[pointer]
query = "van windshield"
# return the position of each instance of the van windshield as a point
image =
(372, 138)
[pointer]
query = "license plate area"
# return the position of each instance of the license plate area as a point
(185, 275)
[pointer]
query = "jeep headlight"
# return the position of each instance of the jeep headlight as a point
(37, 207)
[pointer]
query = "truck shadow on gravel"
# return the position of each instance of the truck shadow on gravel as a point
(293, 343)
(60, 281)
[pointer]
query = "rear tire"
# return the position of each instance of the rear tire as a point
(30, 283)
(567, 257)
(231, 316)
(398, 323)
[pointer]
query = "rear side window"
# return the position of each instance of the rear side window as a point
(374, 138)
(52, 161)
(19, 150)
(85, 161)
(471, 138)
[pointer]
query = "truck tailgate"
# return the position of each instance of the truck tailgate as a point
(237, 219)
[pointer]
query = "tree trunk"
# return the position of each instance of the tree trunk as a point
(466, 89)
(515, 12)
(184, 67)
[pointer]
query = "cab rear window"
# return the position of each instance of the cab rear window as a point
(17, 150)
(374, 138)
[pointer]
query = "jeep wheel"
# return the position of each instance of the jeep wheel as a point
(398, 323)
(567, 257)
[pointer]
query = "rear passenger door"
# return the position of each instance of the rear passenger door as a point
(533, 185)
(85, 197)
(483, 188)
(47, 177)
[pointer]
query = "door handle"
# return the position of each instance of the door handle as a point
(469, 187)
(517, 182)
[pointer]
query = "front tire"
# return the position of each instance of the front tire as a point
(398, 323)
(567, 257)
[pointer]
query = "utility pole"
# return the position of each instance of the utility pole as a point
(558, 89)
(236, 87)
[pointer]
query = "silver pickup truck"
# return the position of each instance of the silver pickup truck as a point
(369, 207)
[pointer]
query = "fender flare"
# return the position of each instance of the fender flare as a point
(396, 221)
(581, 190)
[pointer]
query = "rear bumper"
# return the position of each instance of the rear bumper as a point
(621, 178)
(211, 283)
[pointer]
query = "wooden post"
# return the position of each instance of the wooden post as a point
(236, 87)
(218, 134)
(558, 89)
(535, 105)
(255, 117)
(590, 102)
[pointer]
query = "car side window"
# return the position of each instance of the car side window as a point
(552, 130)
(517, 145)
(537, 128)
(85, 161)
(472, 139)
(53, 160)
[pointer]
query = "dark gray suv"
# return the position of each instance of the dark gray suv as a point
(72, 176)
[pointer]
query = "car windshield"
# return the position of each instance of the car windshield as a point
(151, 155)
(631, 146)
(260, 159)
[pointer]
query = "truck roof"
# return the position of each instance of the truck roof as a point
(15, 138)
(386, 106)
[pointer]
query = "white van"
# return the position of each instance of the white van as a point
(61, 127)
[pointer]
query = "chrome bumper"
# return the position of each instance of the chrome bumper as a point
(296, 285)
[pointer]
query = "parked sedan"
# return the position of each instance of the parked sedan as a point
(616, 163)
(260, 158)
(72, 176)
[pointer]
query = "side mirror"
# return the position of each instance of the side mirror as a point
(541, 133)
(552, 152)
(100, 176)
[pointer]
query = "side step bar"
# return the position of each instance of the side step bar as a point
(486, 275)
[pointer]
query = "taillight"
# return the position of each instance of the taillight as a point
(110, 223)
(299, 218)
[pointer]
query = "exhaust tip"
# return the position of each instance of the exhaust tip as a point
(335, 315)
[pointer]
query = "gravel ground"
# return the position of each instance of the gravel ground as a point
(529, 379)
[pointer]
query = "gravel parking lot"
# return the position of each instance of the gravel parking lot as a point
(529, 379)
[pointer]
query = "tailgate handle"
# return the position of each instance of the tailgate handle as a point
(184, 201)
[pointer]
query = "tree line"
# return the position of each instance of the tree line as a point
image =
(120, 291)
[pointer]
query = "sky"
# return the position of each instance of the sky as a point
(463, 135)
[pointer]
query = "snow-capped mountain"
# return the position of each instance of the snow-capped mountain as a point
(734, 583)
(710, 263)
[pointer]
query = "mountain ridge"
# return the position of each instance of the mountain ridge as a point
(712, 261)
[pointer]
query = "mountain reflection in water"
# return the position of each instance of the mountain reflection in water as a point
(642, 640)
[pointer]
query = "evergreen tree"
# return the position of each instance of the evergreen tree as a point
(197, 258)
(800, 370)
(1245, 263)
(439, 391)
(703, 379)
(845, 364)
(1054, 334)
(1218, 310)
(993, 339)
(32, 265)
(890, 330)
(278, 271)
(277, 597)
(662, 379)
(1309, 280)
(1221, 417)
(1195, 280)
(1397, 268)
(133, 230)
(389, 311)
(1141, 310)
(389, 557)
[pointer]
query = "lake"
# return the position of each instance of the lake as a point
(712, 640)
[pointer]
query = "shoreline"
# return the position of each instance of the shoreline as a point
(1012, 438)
※
# Aim of the exercise:
How many lines of the entries above contain the string "flare"? Give only the number.

# Expected output:
2